• [Фрагмент текста]
+---+

Под влиянием того же религиозно-моралистического настроения историком нашим неверно освещены некоторые национальные черты персов и их поведение на войне. Исходя из того убеждения, что поражение персов эллинами было заслуженным от богов уничижением их[188], историк приписывает им во многих случаях такую религиозную исключительность и бессмысленную жестокость, которая не находит себе подтверждения в наших сведениях о персах. Так, в рассказе о взятии Афин Ксерксом Ктесий не только не упоминает об избиении афинских старцев в храме и об ограблении святилища, но даже отмечает то обстоятельство, что персы сожгли город, покинутый населением за исключением акрополя; только после того, как ночью бежали отсюда последние воины, сожжен был и акрополь. Напротив, для Геродота подробность эта имела большое значение, как отвечающая общей тенденции его труда: кощунство и святотатство варваров, ограбивших святилище, умертвивших тех старцев, которые в качестве молящих о защите (ικεται) искали убежища в храме, не могли остаться без отмщения[189], как у Эсхила, так и у нашего историка неоднократно выражена мысль, что персы оскорбляли эллинские святыни, разрушали и сжигали храмы, за что и наказаны богами[190]. Что кощунство персов преувеличено, с успехом доказал уже в XVIII веке Валькенар; это ясно видно из самого Геродота, потому что и он мог привести только весьма немногие случаи оскорбления святынь персами[191]. Равным образом не подлежит сомнению, что рассказ о покушении персов ограбить и уничтожить дельфийский храм сильно преувеличен и приукрашен[192], с чем соглашается такой почти безусловный почитатель нашего историка, как издатель и комментатор Бэр.
Не касаясь других примеров, более или менее спорных, нельзя на основании вышесказанного не прийти к заключению, что не только точность и обстоятельность в объяснении событий, но и сама достоверность Геродотова повествования немало потерпели от господствующей в его труде религиозно-этической тенденции, и что «Музы» его представляют характерный образец неизбежной зависимости исторического сочинения, его особенностей и относительных достоинств, от мировоззрения автора и известной части его современников, даже при всем желании и старании историка повествовать только правду. Отмечаемая нами черта тем более знаменательна, что национальная или религиозная нетерпимость совершенно чужда Геродоту; Псевдо-Плутарх иронически называет его даже расположенным к варварам (ψιλοβαρβαρος). Только писатель, чуждый национальной или племенной узости, способен был с таким вниманием относиться ко всему иноземному и передать потомству такое обилие сведений о «варварах»: о египтянах, персах, ассирийцах, даже о скифах и др. В огромном числе случаев он отзывается с похвалой об учреждениях иноземцев, признает за ними первенство перед эллинскими, рассматривает эллинские культы в зависимости от египетских, отдает предпочтение верованиям персов перед эллинскими, превозносит любовь персов к истине, а главное – для всех народов без исключения он исповедует одинаковые правила высшей морали, соблюдения меры во всем, в то же время признавая полную законность привязанности каждого народа к своим обычаям, причем не стесняется подкреплять свое положение на примерах индийских дикарей и эллинов[193].

+---+

• [Задание 1]
Перескажите кратко в виде списка абзац фрагмента о Геродоте, начинающийся словами «Не касаясь других примеров», и сохраните его основные факты.
• [Задание 2]
Продолжите фрагмент о Геродоте с того места, где он заканчивается.
Записи для работы не понадобятся.

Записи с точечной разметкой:
+---+

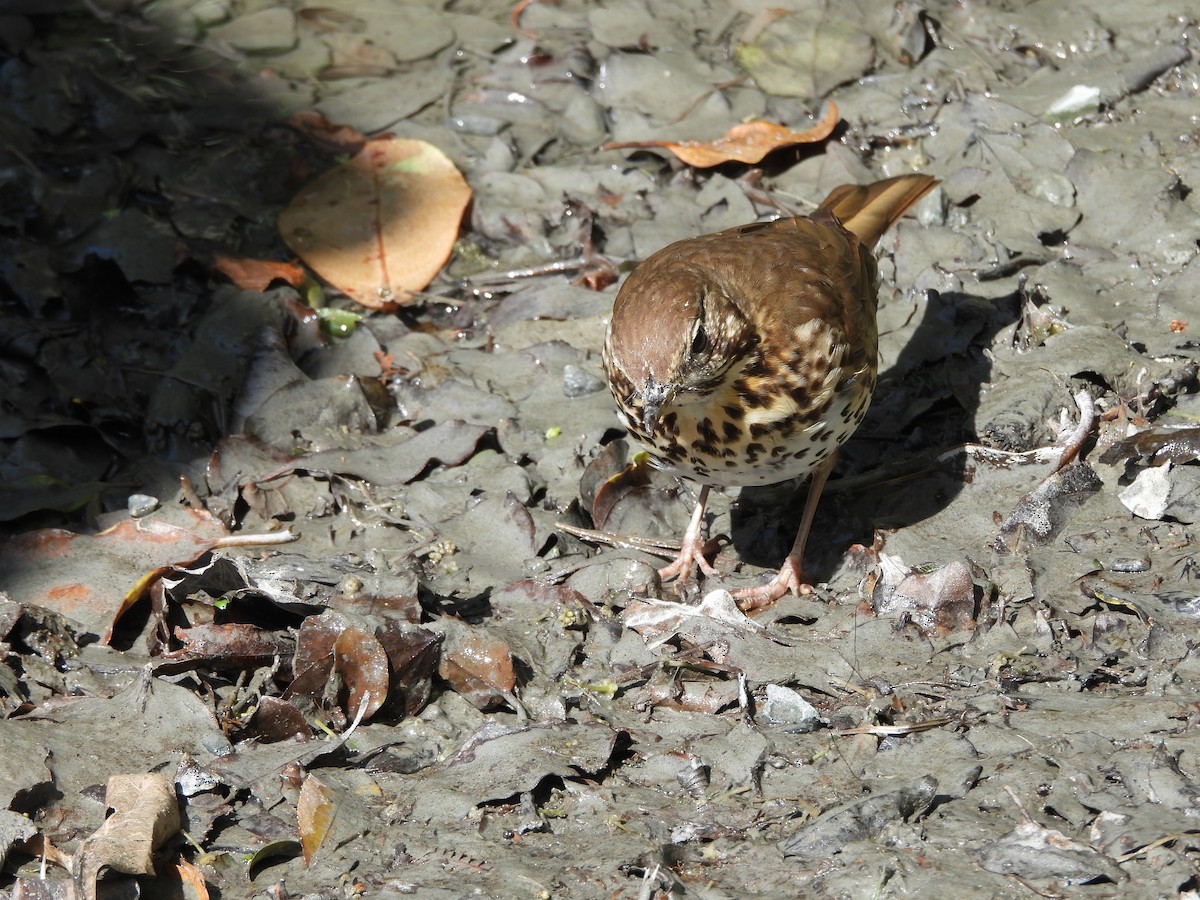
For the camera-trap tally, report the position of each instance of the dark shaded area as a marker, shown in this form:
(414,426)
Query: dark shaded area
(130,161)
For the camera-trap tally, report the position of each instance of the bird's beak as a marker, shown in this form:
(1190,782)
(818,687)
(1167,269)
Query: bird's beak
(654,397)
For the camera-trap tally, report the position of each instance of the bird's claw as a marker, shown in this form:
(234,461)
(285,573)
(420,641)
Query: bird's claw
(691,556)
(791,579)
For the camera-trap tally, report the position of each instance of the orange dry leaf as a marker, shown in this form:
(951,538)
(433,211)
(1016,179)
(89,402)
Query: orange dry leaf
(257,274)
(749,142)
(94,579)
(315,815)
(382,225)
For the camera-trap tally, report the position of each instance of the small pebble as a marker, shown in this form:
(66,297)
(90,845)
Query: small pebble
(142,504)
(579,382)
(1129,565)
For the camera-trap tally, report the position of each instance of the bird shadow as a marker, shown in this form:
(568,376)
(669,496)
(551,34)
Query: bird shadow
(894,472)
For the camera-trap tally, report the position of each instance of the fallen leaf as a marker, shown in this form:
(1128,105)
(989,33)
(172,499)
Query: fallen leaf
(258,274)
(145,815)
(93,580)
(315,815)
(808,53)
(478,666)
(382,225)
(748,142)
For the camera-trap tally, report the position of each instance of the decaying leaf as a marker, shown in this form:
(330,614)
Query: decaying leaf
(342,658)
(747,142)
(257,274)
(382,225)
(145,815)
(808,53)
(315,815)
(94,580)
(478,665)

+---+

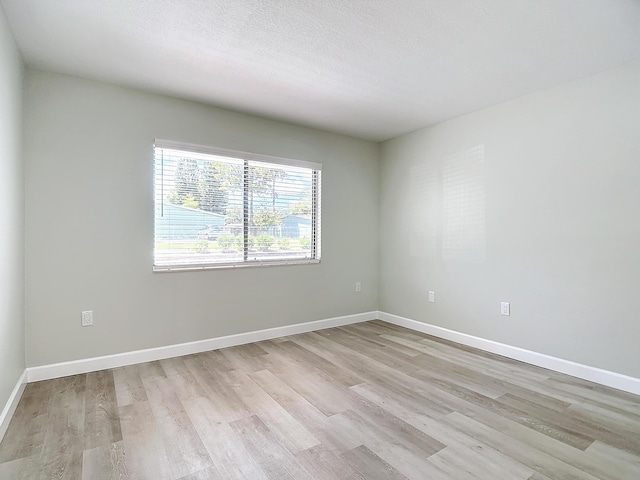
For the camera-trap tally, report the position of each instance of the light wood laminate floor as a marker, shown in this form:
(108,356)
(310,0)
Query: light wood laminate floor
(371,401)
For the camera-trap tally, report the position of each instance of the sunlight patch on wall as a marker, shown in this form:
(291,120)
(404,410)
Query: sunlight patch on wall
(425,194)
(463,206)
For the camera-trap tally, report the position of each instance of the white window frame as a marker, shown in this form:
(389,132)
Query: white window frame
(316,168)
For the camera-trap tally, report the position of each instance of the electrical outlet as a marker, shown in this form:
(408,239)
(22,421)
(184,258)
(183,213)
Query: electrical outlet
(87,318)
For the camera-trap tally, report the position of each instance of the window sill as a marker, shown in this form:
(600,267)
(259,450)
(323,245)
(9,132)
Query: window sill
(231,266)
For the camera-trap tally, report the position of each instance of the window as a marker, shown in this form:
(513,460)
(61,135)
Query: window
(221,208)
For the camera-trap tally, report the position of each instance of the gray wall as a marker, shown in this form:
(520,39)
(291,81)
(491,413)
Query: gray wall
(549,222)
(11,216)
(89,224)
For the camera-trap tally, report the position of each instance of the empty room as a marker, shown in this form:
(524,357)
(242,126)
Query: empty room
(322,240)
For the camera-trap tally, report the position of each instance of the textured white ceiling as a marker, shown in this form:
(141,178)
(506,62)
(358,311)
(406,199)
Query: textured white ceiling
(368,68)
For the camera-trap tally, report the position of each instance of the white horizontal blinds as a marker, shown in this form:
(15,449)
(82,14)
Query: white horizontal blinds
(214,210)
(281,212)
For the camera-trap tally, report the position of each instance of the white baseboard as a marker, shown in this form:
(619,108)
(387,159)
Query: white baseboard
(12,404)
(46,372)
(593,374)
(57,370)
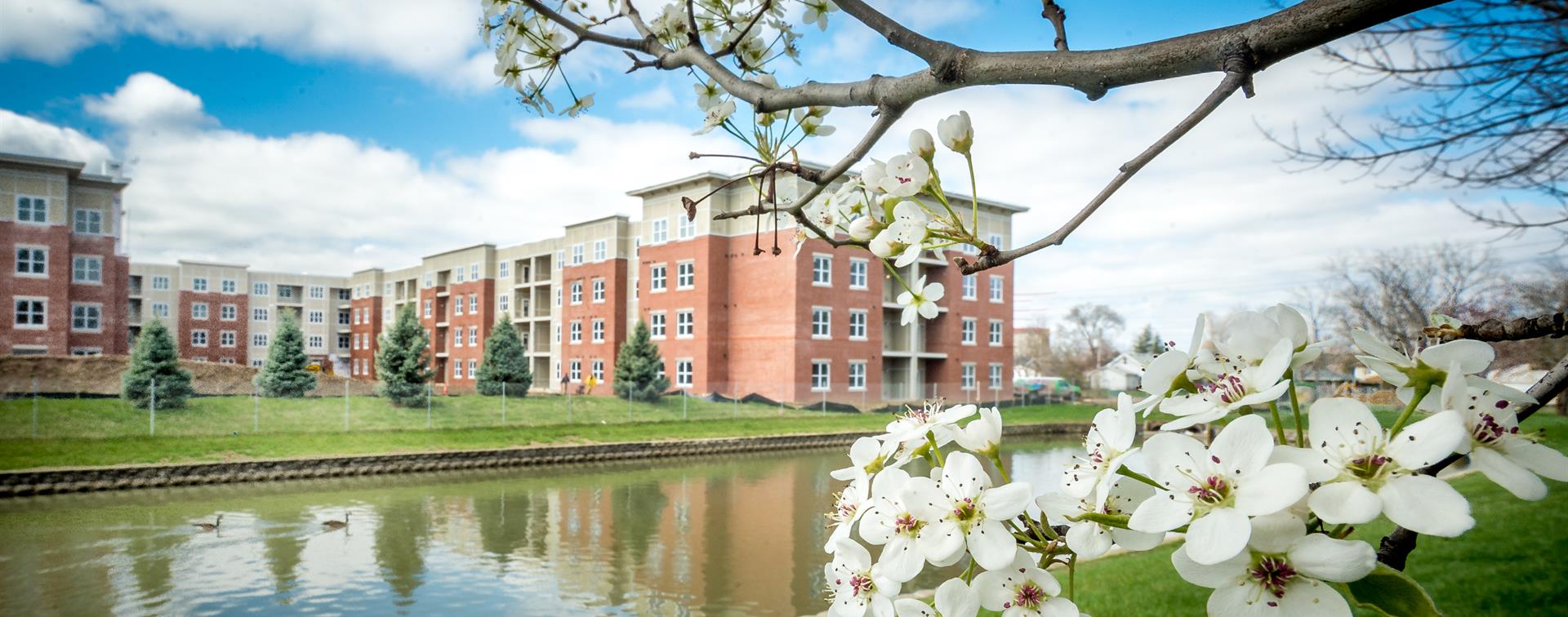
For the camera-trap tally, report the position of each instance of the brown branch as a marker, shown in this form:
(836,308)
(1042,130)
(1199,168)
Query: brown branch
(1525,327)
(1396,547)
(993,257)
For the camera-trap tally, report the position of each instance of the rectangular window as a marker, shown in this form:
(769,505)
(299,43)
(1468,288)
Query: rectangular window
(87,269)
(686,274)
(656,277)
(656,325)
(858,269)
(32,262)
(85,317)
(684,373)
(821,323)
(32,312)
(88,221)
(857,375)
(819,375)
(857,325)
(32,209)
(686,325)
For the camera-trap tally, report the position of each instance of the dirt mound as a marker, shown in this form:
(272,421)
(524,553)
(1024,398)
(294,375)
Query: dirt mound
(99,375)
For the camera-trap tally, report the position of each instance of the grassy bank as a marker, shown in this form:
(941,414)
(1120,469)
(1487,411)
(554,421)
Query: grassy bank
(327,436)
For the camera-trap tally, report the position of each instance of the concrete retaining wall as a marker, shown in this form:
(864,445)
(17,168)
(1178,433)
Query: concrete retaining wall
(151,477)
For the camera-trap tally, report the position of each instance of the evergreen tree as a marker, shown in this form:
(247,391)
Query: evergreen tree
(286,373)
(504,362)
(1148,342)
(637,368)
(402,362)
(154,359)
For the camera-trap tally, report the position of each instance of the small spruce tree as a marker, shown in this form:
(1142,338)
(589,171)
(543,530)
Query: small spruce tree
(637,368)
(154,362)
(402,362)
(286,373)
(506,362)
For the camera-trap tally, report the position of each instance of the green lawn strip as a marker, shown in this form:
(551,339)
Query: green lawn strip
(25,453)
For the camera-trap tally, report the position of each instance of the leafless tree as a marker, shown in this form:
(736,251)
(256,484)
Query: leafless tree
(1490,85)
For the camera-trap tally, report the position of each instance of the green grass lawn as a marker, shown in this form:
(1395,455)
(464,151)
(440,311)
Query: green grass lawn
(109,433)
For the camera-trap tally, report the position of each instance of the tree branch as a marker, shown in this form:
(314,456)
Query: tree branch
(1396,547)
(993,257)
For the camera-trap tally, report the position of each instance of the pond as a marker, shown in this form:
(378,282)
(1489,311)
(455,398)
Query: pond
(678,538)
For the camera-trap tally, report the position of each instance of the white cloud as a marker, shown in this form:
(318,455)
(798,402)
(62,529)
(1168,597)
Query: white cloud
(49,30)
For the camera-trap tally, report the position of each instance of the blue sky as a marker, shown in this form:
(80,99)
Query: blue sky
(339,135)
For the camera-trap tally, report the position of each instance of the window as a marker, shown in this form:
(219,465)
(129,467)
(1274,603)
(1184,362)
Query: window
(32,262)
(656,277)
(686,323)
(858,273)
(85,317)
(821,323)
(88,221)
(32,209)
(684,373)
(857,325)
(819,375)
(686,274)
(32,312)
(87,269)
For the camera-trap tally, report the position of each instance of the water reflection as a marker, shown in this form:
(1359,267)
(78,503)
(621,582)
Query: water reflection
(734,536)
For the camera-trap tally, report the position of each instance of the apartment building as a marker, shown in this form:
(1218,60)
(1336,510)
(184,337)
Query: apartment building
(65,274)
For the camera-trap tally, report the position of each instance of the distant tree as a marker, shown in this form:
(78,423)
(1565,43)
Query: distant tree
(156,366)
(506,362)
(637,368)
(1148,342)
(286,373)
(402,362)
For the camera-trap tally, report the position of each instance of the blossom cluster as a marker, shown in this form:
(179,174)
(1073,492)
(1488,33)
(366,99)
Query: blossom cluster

+---+

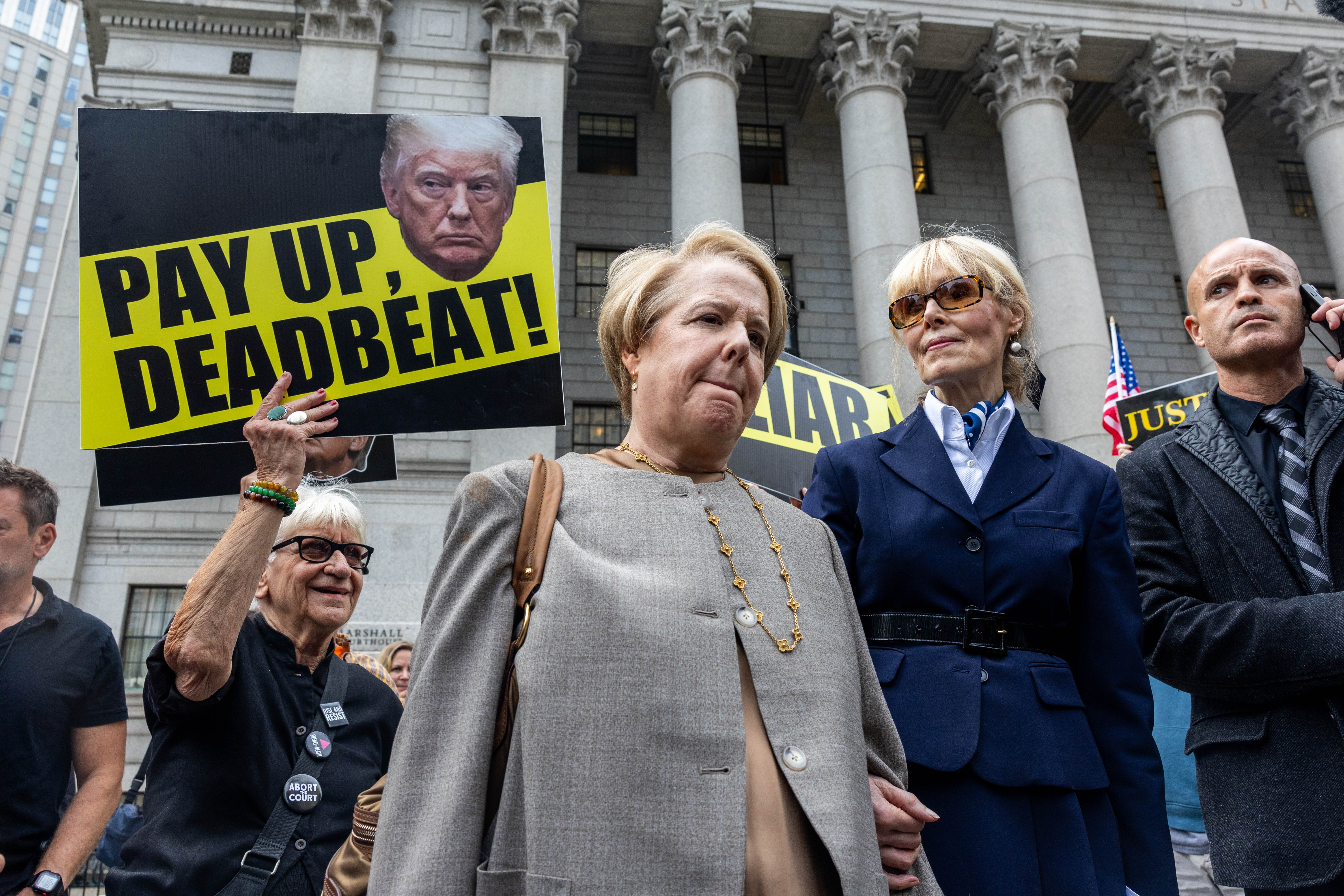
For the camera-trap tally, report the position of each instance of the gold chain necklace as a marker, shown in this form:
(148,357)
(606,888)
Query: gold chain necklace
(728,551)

+---+

• [Ответ 1]
- Религиозно-этическая тенденция, господствующая в труде Геродота, повредила не только точности и обстоятельности объяснения событий, но и самой достоверности повествования.
- «Музы» служат характерным образцом зависимости исторического сочинения от мировоззрения автора и части его современников, даже когда историк старается писать только правду.
- Национальная и религиозная нетерпимость Геродоту совершенно чужда. Псевдо-Плутарх иронически называл его расположенным к варварам.
- Геродот передал потомству обилие сведений о «варварах»: египтянах, персах, ассирийцах, скифах и других.
- Он часто хвалит учреждения иноземцев и признает их первенство перед эллинскими. Эллинские культы он рассматривает в зависимости от египетских, верования персов предпочитает эллинским и превозносит любовь персов к истине.
- Для всех народов он исповедует одинаковые правила высшей морали и соблюдения меры. При этом он признает законность привязанности каждого народа к своим обычаям и подкрепляет это примерами индийских дикарей и эллинов.

• [Ответ 2]
И в другом еще отношении религиозно-моралистическое настроение Геродота наложило печать на его труд, именно: с особенной охотой он прерывает изложение такими случаями, в которых обличается божеское мироправление, хотя никакого отношения к предмету они и не имеют. Таковы пространные эпизоды об Арионе[194], Солоне и Крезе[195], об Адрасте[196], Гарпаге[197], о пеонах и перинфянах[198], Гиппии на Марафоне[199], о Гермотиме[200], Евении[201] и, наконец, о Поликрате[202].
Впрочем, степень достоверности Геродота не позволительно преувеличивать еще и по следующей причине: повторяем, историк наш составлял свой труд почти исключительно на основании ходячих преданий, преимущественно, разумеется, афинских, которые в продолжение целых десятков лет изменялись, дополнялись сообразно текущим событиям и меняющимся отношениям между государствами, с одной стороны, и между партиями внутри государств, с другой. На это обстоятельство было указано еще Нибуром, а Нич и Веклейн предоставили некоторые несомненные примеры односторонности и пристрастия в освещении событий, общин и отдельных героев Эллино-персидских войн; по-видимому, соглашается с ними, хотя и в очень ограниченной степени, и Штейн. Симпатии историка к афинянам преимущественно перед прочими эллинами не подлежат спору. Они, по словам историка, первые между эллинами по сообразительности[203]; они первые стали нападать на врага беглым маршем, обнаружив при этом изумительное мужество[204]; историк особенно превозносит афинян как спасителей Эллады и освободителей всех эллинов от варварского ига[205]; ради спасения Эллады, что было главной заботой их, афиняне готовы были поступиться внешними выгодами[206], из среды афинян наибольшим сочувствием его пользуются Аристид, Перикл и вообще Алкмеониды[207]. Отсюда иногда пристрастная неблагоприятная оценка политических противников афинской общины и поименованных ее представителей: коринфян, фиванцев и в особенности Фемистокла. Вообще доля участия союзников в отражении варварских полчищ слишком уменьшена Геродотом в пользу афинян, так что некоторые поправки Псевдо-Плутарха оказываются далеко не столь безосновательными, как о них думали ранее, а необыкновенно важные заслуги Фемистокла перед родиной были бы совершенно непонятны, если бы в этом отношении историк наш не был блистательно восполнен своим более строгим и менее лицеприятным преемником.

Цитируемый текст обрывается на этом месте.